Text passage =>

Segment Open

The FTSE 100 house builder revealed last month that its bottom line would take a £115m hit after it found costs were understated on nine of its schemes.
In an update today, Vistry said this total would rise by £50m, after an independent review discovered more schemes where cost projections were understated.
“The significant issues have been found to be confined to the south division and can be attributed to insufficient management capability, non-compliant commercial forecasting processes and poor divisional culture,” the firm said.
The review found 18 sites where there were cost errors of more than £1m, which is double the number of schemes first identified last month. Five large sites account for around 60% of the errors, Vistry said.
The firm said its division was led by a management team from its former housebuilding business and the managing directors of all four regions within its south division were from that business.
The division covers Kent, Sussex, Hampshire and the Thames Valley west of London.
Vistry acquired rival Countryside Partnerships in 2022 in a £1.3bn deal.
The firm said changes and new appointments were “under consideration”, aimed at “improving transparency, enhancing management capability, reducing the length of reporting lines and ensuring closer proximity of the CEO to the business”.
It said the independent review, conducted by an accountancy firm, was expected to be finalised shortly and the board will “consider the outcome of formal HR investigations once completed”.

Segment Closed

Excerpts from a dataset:
Segment Open

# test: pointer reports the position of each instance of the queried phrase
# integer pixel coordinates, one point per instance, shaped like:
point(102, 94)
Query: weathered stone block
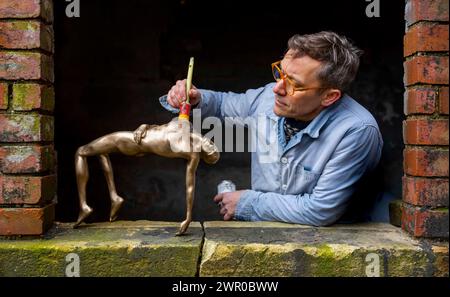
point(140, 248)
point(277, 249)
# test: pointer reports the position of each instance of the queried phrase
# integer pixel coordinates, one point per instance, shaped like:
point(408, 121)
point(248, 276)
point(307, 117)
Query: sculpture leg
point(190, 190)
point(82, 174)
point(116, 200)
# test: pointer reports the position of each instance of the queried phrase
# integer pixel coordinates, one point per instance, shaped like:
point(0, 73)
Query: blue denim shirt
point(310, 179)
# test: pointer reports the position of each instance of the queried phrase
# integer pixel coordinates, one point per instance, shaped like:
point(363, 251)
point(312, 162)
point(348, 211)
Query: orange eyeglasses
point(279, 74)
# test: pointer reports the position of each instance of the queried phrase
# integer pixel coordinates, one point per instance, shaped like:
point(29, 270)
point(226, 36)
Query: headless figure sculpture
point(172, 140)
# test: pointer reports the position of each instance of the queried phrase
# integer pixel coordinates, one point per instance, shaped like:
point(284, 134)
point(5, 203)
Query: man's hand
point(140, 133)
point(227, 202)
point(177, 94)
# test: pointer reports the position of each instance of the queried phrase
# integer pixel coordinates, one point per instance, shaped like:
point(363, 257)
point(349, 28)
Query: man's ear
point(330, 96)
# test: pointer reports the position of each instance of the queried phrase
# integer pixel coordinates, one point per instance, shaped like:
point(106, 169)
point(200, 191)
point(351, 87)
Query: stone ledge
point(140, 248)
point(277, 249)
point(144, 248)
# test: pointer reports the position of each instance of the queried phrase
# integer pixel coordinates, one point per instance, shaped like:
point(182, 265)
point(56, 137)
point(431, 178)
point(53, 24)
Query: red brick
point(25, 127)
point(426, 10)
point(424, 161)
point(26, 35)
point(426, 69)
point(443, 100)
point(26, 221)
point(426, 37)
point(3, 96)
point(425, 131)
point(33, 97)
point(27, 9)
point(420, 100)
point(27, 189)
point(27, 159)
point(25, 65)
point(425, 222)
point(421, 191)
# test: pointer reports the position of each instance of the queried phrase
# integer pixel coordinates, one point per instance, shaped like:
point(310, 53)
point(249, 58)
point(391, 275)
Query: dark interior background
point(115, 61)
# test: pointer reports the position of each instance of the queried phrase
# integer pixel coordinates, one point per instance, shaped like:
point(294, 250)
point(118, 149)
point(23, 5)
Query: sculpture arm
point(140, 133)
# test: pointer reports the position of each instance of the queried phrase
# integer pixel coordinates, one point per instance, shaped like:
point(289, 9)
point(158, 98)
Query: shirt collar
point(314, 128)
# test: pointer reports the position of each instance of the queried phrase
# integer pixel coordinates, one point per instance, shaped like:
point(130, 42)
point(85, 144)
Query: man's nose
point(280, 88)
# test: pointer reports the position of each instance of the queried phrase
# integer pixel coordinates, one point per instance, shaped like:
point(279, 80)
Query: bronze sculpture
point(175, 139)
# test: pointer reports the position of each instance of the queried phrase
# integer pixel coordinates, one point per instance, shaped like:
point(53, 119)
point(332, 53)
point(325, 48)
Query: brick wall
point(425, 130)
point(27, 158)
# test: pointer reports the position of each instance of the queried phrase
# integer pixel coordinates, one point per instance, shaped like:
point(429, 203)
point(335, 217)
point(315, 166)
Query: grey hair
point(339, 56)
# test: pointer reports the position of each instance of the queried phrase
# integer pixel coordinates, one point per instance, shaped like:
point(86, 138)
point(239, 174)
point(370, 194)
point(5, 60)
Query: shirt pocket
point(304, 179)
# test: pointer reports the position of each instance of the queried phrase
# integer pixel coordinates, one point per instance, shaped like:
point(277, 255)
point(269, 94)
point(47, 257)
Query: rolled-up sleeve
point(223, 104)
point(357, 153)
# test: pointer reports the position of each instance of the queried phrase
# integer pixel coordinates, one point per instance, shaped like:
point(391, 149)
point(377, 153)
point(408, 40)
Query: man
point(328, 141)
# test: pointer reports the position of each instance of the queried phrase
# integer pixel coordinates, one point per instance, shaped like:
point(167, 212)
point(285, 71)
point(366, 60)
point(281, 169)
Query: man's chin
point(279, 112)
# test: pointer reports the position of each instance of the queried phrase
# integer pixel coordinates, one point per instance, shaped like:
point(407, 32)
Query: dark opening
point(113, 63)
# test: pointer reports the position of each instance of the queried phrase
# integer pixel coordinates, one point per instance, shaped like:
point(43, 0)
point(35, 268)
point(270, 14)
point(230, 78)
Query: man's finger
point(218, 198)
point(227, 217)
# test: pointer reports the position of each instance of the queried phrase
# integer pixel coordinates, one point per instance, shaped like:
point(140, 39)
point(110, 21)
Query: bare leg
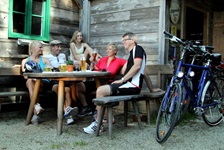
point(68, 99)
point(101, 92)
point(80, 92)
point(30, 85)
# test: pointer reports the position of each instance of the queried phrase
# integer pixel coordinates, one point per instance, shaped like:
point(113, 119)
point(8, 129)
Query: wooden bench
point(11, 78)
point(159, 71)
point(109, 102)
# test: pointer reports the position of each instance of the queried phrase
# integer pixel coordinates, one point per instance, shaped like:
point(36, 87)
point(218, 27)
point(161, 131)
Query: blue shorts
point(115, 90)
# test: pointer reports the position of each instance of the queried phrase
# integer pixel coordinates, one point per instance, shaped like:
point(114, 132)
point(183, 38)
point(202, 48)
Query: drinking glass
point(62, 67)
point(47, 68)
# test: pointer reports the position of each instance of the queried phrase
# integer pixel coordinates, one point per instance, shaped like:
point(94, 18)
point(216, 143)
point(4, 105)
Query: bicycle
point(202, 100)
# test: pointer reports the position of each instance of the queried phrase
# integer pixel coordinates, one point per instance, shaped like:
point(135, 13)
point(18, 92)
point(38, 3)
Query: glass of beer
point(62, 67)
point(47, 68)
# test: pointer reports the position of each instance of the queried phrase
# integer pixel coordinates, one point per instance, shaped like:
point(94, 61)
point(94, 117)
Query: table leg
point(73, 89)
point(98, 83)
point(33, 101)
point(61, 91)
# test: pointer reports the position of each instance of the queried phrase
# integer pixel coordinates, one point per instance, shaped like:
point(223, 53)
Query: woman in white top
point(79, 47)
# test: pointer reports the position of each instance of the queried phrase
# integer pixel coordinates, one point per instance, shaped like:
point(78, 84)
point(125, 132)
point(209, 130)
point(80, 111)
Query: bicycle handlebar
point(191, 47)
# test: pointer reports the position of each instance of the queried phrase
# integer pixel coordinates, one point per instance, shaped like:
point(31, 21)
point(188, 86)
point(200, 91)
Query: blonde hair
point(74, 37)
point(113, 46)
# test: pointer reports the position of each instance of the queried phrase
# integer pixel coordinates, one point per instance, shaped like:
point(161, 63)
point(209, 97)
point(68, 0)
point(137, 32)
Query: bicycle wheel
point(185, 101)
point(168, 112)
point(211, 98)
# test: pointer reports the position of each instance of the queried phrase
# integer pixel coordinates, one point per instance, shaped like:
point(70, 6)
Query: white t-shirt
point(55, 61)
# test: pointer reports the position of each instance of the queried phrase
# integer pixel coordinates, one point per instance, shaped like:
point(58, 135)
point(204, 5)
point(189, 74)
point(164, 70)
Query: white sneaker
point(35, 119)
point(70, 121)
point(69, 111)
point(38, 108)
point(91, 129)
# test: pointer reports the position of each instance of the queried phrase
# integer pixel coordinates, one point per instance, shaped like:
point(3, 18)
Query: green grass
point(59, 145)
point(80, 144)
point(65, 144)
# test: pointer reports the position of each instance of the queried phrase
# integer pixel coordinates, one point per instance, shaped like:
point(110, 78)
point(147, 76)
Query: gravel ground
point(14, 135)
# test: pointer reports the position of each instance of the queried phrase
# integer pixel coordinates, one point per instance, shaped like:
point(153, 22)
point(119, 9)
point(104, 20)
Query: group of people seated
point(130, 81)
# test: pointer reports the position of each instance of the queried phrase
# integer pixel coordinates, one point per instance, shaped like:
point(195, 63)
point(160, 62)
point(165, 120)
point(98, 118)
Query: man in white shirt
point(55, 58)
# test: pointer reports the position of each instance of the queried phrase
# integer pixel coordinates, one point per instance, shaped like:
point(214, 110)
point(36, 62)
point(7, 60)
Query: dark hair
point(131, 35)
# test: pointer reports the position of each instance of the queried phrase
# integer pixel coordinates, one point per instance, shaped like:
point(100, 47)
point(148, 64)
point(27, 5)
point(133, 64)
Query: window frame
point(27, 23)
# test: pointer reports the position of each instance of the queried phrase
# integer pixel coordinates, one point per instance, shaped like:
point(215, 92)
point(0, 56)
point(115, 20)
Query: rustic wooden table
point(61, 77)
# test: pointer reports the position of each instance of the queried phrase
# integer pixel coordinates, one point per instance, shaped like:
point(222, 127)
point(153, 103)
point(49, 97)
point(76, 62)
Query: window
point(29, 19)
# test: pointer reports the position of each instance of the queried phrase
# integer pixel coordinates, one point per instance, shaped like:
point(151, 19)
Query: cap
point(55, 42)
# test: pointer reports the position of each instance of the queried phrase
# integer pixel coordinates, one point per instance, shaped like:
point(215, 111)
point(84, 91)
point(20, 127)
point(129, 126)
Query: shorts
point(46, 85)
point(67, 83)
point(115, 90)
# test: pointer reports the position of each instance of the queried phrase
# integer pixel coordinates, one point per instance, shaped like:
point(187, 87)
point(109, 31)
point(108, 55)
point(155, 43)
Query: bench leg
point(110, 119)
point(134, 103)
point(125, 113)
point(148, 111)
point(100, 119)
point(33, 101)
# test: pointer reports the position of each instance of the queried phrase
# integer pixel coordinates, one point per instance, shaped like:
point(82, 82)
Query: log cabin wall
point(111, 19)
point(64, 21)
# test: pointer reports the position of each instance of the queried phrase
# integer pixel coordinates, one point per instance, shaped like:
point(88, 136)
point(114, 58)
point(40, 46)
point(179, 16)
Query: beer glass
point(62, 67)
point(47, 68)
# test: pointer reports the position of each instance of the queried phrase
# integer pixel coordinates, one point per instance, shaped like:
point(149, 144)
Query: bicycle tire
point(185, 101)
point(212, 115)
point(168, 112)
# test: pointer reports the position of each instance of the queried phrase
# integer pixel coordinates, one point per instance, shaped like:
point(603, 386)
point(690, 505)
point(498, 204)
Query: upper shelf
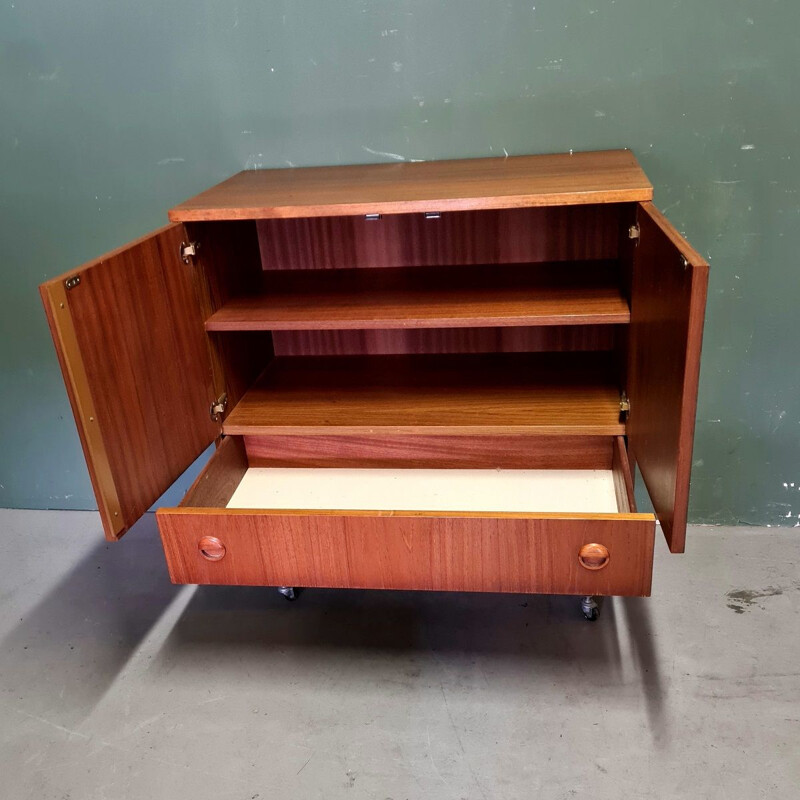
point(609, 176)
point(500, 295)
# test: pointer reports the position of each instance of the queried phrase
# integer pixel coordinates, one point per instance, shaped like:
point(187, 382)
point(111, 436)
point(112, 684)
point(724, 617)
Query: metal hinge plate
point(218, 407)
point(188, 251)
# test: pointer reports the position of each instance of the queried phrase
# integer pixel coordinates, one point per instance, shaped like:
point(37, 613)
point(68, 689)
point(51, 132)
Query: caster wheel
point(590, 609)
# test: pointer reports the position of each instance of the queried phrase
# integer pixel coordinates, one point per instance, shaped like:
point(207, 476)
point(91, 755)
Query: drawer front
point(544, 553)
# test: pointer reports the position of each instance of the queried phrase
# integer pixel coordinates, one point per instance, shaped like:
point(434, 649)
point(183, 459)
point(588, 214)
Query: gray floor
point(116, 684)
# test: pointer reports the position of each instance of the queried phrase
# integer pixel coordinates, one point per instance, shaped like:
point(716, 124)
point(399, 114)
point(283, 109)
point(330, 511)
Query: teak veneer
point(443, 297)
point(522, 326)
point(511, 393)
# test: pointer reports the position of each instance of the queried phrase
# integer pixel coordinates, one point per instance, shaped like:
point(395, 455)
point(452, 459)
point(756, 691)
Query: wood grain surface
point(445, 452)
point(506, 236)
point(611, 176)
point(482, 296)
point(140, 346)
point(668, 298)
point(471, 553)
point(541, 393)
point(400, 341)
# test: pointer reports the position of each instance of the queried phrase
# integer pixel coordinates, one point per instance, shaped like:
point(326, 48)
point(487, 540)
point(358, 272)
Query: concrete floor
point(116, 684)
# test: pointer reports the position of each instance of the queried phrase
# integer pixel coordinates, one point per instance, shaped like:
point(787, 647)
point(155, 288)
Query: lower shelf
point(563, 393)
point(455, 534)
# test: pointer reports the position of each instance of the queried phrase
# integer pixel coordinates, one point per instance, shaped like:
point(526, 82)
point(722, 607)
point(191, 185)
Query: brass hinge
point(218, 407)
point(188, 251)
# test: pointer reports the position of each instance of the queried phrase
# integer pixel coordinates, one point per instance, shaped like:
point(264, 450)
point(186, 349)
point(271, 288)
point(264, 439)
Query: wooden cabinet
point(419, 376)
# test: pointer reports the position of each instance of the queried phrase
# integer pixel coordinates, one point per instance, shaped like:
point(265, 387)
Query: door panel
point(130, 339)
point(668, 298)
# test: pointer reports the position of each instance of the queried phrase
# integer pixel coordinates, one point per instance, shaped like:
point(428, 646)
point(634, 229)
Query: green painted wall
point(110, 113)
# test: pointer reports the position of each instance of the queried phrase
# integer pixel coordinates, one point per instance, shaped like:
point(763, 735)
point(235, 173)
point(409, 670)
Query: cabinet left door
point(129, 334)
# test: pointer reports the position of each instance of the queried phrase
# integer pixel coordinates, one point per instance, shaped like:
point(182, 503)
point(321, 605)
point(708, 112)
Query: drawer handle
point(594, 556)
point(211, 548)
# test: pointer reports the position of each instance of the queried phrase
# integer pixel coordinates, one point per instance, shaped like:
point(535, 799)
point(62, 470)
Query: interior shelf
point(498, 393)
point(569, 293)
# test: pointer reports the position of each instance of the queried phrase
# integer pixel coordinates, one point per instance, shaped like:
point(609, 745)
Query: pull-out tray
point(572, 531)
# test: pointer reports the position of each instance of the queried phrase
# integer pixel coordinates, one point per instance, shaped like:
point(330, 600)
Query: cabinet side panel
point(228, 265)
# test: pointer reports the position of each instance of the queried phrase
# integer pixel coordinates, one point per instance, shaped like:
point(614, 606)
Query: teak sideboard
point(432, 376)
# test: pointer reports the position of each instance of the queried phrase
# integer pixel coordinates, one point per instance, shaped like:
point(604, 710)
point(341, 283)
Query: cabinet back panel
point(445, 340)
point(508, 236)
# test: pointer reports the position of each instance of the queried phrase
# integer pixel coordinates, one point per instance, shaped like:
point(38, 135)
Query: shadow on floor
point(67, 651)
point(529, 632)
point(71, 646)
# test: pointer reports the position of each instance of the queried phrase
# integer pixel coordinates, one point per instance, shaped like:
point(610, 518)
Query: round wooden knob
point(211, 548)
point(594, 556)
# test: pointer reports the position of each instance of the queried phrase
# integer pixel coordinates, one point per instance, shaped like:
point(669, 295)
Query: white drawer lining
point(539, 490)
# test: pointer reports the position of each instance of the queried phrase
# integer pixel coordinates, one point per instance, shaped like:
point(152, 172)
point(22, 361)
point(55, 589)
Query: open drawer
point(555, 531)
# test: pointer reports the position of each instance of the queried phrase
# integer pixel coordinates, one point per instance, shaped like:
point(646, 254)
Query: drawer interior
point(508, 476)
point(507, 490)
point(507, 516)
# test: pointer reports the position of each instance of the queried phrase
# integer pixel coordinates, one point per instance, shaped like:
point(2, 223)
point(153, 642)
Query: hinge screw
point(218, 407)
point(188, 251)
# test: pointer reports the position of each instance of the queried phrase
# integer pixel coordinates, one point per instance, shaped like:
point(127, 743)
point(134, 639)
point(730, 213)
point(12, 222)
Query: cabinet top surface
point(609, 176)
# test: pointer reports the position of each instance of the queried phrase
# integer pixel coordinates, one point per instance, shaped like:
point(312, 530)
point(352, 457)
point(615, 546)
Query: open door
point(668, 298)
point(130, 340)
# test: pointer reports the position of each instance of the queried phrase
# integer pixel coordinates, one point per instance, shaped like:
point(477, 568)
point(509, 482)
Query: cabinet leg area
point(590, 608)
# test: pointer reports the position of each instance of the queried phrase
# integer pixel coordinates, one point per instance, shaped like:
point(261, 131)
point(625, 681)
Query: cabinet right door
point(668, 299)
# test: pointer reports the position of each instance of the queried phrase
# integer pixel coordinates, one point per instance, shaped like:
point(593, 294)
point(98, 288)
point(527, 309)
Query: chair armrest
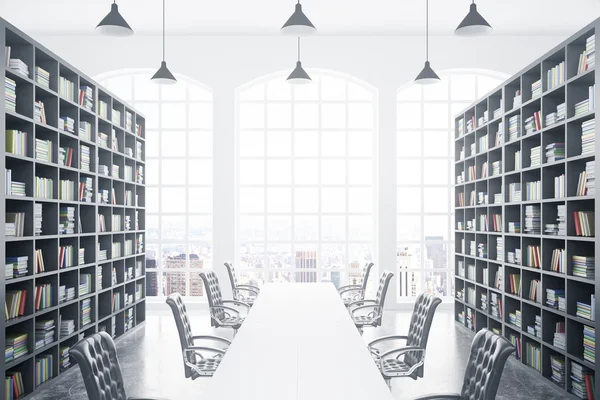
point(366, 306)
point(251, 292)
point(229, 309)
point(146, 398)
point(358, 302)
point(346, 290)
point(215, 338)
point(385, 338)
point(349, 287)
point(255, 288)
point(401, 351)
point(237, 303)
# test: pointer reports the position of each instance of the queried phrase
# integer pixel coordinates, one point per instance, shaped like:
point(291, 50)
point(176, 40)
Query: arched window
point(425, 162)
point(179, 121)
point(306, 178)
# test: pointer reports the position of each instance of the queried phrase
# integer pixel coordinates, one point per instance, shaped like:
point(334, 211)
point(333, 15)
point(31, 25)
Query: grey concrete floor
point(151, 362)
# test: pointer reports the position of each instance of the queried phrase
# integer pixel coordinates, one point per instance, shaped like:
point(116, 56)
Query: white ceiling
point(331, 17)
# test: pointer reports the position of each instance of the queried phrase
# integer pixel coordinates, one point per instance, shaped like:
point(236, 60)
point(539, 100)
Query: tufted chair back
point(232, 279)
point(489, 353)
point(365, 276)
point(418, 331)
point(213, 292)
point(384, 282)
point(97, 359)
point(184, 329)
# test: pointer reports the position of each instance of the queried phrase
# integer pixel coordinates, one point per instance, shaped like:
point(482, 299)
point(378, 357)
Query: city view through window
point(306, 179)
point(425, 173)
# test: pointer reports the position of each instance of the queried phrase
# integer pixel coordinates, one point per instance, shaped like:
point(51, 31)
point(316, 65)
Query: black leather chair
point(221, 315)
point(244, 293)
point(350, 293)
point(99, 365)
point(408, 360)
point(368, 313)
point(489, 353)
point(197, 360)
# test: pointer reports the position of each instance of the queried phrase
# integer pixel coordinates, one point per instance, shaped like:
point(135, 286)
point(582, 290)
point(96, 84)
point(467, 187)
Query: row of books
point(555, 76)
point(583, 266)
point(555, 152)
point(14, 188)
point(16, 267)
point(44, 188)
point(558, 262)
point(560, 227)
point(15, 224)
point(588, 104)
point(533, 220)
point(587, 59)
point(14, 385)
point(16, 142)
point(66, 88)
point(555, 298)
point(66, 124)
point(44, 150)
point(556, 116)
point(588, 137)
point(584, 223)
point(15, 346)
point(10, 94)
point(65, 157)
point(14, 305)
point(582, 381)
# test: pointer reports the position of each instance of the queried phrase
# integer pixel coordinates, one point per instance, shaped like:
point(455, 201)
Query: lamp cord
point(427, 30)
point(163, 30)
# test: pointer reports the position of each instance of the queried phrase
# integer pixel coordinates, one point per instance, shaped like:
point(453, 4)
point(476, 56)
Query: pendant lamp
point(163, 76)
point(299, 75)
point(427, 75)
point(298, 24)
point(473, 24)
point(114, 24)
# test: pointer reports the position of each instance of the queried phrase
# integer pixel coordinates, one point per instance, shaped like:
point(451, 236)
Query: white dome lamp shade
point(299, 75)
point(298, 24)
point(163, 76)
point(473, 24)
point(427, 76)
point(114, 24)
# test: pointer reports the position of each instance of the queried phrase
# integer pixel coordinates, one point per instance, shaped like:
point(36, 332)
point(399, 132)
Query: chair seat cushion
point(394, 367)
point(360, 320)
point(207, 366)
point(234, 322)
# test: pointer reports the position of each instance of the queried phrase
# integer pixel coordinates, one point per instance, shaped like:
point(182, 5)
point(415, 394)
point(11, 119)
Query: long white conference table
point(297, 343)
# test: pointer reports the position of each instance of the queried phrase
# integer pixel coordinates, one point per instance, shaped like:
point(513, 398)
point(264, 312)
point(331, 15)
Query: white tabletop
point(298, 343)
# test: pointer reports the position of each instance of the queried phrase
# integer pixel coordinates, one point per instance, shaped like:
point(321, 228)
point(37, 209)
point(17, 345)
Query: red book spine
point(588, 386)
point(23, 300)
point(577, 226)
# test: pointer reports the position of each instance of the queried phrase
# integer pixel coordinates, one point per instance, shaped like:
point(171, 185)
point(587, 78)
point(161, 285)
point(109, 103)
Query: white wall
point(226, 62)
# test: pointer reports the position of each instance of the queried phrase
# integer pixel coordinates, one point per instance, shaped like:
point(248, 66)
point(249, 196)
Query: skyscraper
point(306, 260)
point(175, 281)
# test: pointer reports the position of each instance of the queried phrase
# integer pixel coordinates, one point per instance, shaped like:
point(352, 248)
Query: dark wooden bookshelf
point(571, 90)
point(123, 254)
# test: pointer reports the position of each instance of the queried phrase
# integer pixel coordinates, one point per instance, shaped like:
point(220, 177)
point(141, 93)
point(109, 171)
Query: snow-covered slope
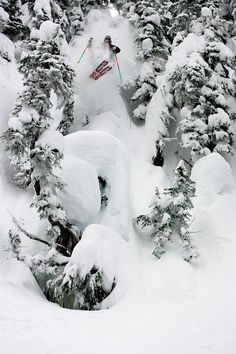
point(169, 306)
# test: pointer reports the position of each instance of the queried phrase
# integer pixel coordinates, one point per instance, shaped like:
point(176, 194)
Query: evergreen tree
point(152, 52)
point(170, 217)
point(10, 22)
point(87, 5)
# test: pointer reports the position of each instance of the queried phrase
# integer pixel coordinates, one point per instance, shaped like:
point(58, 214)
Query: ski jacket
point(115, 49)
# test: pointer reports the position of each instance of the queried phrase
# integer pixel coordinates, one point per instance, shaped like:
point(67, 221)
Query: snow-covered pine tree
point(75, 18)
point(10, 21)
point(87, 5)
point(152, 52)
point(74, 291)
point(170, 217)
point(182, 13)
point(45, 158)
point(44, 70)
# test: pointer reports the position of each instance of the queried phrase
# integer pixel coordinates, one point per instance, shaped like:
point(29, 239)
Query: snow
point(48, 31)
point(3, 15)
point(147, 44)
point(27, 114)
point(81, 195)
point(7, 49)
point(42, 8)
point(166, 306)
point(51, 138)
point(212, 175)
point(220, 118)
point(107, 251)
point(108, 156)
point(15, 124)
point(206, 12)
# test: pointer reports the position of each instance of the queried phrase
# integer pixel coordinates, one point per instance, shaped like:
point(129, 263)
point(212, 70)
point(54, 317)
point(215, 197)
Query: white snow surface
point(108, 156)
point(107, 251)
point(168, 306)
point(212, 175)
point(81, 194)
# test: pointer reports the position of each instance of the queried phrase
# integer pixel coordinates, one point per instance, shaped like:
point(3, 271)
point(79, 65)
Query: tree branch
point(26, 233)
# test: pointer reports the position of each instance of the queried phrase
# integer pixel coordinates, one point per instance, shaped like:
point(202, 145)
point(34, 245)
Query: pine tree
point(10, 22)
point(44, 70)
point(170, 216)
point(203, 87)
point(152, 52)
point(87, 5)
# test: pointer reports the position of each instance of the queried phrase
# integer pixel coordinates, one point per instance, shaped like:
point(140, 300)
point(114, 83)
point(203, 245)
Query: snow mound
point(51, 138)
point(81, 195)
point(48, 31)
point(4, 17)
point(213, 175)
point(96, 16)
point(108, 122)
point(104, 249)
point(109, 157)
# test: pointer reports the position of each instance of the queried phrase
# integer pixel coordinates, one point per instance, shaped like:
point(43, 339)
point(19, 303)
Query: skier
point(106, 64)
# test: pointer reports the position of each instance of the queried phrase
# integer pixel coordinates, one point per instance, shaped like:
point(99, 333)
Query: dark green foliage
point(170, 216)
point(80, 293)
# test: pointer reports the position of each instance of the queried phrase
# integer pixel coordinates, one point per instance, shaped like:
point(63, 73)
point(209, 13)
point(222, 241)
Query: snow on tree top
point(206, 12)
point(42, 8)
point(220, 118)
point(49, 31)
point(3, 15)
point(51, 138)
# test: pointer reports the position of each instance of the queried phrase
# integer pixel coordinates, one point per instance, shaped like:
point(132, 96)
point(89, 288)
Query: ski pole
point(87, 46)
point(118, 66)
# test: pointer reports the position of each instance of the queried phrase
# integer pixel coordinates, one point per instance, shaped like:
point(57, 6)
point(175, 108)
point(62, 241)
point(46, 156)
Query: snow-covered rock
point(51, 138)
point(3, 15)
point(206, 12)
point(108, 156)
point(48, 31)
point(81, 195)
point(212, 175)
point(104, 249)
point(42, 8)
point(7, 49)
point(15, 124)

Segment Closed

Parts of the exercise =>
1. In the text about Vistry's cost errors, how many sites were found to have cost errors of more than £1m?
2. Using the text about Vistry's cost errors, state whether each statement agrees with it, answering yes or no and quoting the words that decide: (a) The significant issues were limited to the company's north division. (b) Vistry bought Countryside Partnerships in 2022. (c) Five large sites make up about 60% of the errors.
3. Write a continuation of the text about Vistry's cost errors, beginning after its final sentence.

Results of the tasks =>
1. 18 sites, which is double the number first identified.

2.
(a) No: "The significant issues have been found to be confined to the south division"
(b) Yes: "Vistry acquired rival Countryside Partnerships in 2022 in a £1.3bn deal."
(c) Yes: "Five large sites account for around 60% of the errors, Vistry said."

3.
The understated costs were “symptomatic of general control issues, rather than any one particular cost type”, the update added.
Vistry said its full-year pre-tax profit would now be around £300m, which was also partly due to “reduced activity” across the division.
Last year, Vistry announced it was merging its housebuilding arm with its partnerships business to focus solely on mixed-tenure affordable housing.
Elsewhere in today’s update, Vistry reported that demand for its homes from registered providers (RPs) had been “uneven”.
“London and the South East have been more constrained, with RPs in London focused on longer-term estate reprofiling and regeneration schemes,” the firm said.
“In the Midlands and North, demand has been stronger, with continued interest in high-quality, low-rise, mixed-tenure opportunities.”
Vistry added that it “continues to work closely with our RP partners to secure new opportunities”.